— Start THE RECORDS —
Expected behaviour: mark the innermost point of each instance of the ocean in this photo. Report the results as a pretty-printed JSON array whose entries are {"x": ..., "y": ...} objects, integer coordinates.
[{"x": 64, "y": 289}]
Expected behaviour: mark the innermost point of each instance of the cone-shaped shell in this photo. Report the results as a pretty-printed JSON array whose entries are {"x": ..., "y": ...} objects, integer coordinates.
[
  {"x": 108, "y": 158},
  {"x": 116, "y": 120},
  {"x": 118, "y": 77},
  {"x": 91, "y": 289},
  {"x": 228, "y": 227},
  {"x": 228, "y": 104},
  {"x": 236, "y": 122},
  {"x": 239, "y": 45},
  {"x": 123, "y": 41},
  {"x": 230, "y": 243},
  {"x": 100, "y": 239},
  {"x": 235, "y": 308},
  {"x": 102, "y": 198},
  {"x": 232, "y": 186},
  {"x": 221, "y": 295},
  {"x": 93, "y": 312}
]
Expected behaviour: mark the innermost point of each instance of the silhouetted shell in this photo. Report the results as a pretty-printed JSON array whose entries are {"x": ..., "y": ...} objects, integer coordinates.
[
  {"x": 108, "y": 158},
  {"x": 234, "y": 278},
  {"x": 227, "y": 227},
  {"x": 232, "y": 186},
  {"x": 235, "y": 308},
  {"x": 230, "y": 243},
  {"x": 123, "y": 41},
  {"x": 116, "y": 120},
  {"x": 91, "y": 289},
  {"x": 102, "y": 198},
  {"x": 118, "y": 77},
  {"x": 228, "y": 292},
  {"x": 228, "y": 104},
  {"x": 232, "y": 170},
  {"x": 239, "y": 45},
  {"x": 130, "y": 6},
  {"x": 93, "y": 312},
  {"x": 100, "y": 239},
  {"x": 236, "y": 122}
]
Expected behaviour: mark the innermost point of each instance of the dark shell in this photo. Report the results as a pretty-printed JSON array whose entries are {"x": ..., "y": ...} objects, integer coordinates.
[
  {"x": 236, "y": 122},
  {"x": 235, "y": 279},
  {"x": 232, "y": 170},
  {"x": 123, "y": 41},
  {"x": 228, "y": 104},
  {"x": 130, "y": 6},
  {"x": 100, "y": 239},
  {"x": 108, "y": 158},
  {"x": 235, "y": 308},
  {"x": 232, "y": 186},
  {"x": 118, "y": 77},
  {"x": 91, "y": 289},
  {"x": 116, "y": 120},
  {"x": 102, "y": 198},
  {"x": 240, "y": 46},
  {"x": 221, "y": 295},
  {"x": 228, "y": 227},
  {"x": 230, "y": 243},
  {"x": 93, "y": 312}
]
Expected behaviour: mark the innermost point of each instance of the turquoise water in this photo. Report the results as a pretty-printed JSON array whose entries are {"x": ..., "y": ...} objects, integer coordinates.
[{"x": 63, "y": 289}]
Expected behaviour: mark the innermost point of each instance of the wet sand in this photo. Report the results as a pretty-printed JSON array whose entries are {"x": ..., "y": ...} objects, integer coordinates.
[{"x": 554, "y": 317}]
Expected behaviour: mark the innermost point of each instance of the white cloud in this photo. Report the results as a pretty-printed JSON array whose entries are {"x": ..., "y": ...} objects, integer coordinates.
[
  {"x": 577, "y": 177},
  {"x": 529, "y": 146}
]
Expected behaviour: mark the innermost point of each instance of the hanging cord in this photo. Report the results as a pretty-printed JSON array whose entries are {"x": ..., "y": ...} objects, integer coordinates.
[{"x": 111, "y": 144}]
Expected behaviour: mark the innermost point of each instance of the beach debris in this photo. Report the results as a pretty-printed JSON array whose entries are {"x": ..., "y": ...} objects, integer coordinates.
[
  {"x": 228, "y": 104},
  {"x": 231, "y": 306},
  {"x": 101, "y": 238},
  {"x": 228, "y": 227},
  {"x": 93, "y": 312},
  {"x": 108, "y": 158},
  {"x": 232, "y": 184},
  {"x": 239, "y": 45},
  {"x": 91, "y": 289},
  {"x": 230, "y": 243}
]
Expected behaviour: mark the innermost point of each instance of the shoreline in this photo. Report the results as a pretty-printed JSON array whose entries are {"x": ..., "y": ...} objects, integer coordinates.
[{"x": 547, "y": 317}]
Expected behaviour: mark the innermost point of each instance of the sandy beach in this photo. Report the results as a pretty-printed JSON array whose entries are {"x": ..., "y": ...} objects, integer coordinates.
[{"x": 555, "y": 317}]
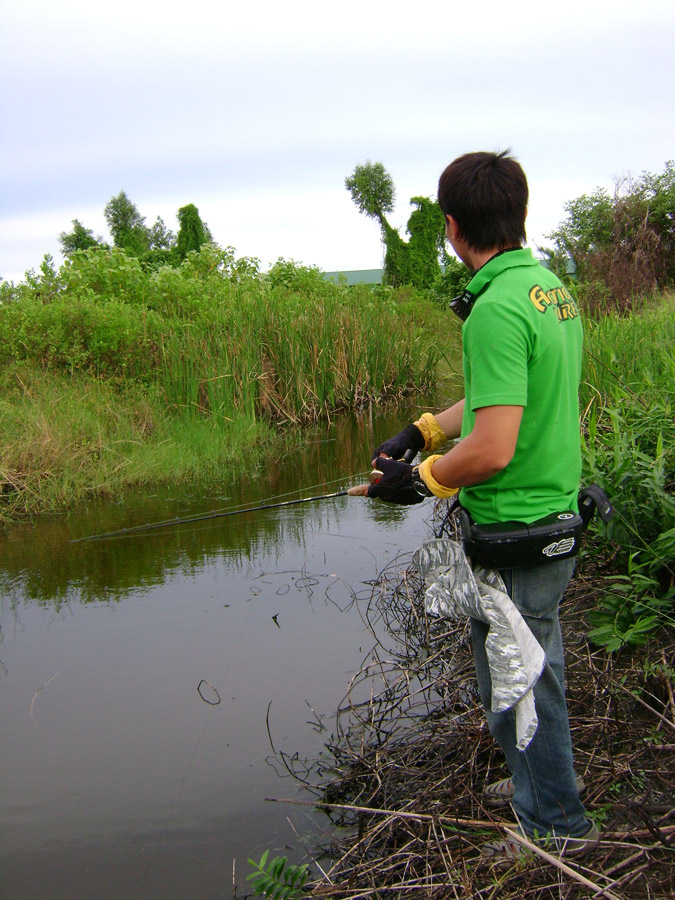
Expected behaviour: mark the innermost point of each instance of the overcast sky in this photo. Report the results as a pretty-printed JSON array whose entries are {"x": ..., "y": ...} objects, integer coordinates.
[{"x": 256, "y": 112}]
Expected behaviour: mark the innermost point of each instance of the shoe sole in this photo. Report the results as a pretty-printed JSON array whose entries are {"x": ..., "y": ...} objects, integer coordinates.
[{"x": 496, "y": 801}]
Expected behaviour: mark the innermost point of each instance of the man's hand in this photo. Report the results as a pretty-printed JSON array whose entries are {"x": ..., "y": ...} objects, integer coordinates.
[
  {"x": 411, "y": 438},
  {"x": 396, "y": 484}
]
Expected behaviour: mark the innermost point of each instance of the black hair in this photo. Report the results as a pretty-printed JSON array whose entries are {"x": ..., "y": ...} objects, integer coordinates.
[{"x": 486, "y": 194}]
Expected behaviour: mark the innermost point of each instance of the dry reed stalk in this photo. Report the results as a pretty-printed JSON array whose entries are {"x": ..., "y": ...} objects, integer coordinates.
[{"x": 411, "y": 752}]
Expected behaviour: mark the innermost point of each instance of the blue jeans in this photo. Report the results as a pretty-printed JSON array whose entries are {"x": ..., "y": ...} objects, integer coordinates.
[{"x": 545, "y": 794}]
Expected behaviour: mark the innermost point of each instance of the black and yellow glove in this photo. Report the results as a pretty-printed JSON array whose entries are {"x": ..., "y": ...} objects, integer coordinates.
[
  {"x": 405, "y": 484},
  {"x": 424, "y": 434}
]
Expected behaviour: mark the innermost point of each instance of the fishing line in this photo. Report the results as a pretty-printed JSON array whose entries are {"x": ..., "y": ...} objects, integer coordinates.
[{"x": 236, "y": 509}]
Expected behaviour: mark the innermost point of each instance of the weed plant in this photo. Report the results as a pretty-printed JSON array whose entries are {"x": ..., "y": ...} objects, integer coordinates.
[
  {"x": 113, "y": 374},
  {"x": 629, "y": 448}
]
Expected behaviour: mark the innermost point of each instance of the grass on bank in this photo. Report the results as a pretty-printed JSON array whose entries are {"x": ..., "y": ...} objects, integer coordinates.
[
  {"x": 629, "y": 448},
  {"x": 111, "y": 376}
]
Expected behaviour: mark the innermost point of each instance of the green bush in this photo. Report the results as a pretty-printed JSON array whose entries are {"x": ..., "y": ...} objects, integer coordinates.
[{"x": 629, "y": 448}]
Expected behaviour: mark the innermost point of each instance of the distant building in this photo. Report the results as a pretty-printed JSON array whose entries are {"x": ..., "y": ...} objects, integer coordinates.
[
  {"x": 357, "y": 276},
  {"x": 374, "y": 276}
]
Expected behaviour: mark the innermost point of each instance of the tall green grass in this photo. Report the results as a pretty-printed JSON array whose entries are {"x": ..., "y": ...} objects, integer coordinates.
[
  {"x": 629, "y": 448},
  {"x": 113, "y": 375}
]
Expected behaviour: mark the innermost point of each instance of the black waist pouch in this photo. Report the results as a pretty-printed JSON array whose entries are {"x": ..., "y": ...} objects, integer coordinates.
[{"x": 508, "y": 545}]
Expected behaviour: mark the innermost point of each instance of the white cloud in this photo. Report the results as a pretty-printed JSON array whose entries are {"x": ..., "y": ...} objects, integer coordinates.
[{"x": 266, "y": 108}]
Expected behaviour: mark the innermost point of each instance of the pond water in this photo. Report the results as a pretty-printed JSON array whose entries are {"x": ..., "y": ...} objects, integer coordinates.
[{"x": 151, "y": 681}]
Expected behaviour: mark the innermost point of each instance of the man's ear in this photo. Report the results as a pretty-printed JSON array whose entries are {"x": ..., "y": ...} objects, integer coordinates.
[{"x": 451, "y": 228}]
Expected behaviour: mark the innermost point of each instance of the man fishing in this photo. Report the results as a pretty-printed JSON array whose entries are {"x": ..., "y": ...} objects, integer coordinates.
[{"x": 518, "y": 461}]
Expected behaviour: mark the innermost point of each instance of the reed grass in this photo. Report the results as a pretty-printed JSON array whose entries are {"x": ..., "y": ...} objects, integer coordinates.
[{"x": 115, "y": 376}]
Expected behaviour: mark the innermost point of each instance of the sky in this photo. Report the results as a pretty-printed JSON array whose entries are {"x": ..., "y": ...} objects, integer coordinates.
[{"x": 257, "y": 112}]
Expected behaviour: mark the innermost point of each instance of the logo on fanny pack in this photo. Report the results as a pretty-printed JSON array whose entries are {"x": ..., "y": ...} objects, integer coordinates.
[{"x": 558, "y": 548}]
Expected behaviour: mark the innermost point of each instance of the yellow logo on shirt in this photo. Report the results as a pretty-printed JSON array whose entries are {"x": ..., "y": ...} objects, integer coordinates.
[{"x": 560, "y": 298}]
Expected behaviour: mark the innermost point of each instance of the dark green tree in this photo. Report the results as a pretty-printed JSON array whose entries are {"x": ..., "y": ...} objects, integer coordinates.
[
  {"x": 426, "y": 227},
  {"x": 161, "y": 238},
  {"x": 127, "y": 225},
  {"x": 415, "y": 261},
  {"x": 622, "y": 245},
  {"x": 192, "y": 232},
  {"x": 80, "y": 238}
]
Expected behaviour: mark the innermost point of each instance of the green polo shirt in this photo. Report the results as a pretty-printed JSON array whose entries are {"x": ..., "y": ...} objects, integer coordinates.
[{"x": 522, "y": 347}]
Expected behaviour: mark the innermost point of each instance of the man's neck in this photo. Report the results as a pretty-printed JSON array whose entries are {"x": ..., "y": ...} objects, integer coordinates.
[{"x": 476, "y": 259}]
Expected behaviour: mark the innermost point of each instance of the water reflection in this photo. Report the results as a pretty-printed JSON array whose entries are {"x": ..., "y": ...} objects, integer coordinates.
[{"x": 118, "y": 779}]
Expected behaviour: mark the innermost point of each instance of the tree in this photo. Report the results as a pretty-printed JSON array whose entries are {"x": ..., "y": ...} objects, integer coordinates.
[
  {"x": 192, "y": 232},
  {"x": 415, "y": 261},
  {"x": 161, "y": 238},
  {"x": 372, "y": 190},
  {"x": 623, "y": 245},
  {"x": 127, "y": 225},
  {"x": 80, "y": 238}
]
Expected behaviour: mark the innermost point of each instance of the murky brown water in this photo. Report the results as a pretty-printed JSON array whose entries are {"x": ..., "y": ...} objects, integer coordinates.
[{"x": 119, "y": 779}]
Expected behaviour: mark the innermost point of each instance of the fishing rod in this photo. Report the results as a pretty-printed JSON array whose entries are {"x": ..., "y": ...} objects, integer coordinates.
[
  {"x": 219, "y": 514},
  {"x": 215, "y": 514}
]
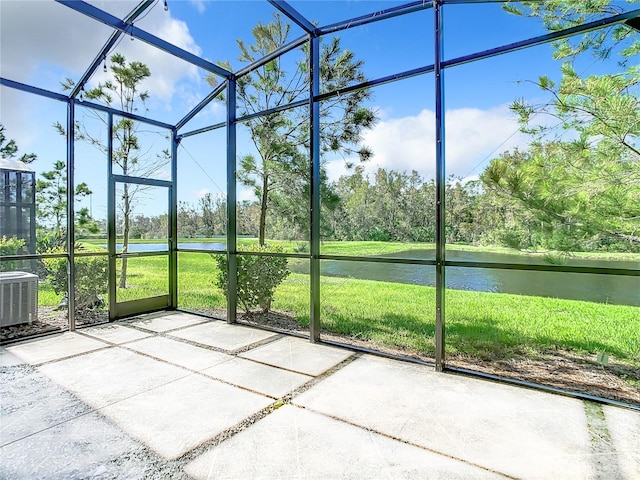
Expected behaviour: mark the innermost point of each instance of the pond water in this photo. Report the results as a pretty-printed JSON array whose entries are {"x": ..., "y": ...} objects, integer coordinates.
[
  {"x": 590, "y": 287},
  {"x": 162, "y": 247},
  {"x": 620, "y": 290}
]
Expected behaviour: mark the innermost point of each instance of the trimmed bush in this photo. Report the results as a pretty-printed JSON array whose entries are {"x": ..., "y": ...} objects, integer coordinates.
[
  {"x": 258, "y": 276},
  {"x": 91, "y": 279}
]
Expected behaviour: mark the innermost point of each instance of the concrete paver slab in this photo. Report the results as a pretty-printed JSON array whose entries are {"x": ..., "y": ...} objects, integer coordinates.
[
  {"x": 114, "y": 333},
  {"x": 83, "y": 447},
  {"x": 261, "y": 378},
  {"x": 515, "y": 431},
  {"x": 30, "y": 403},
  {"x": 179, "y": 353},
  {"x": 219, "y": 334},
  {"x": 165, "y": 323},
  {"x": 623, "y": 433},
  {"x": 107, "y": 376},
  {"x": 292, "y": 443},
  {"x": 8, "y": 359},
  {"x": 298, "y": 355},
  {"x": 54, "y": 348},
  {"x": 177, "y": 417}
]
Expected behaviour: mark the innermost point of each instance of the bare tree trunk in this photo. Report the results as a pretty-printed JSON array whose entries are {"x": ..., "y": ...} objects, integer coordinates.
— End THE RECORDS —
Copy exactly, word for word, the line with "of the concrete" through the final line of the listing.

Expected behaviour: mark the innermost point of each instance of the concrete paver slab in this photo. Report the results as a pretty-printed JSON array whose entries are {"x": ..., "y": ...} objects, integer coordinates.
[
  {"x": 114, "y": 333},
  {"x": 83, "y": 447},
  {"x": 261, "y": 378},
  {"x": 515, "y": 431},
  {"x": 30, "y": 403},
  {"x": 179, "y": 353},
  {"x": 219, "y": 334},
  {"x": 165, "y": 323},
  {"x": 623, "y": 433},
  {"x": 107, "y": 376},
  {"x": 292, "y": 443},
  {"x": 8, "y": 359},
  {"x": 298, "y": 355},
  {"x": 54, "y": 348},
  {"x": 177, "y": 417}
]
Expected behaviour: mark the innermost point of each instance of the bare tree trunk in this photo. Report the results as a pretty-printed JSON array whose entries are {"x": ..., "y": ...} objects, integer coordinates.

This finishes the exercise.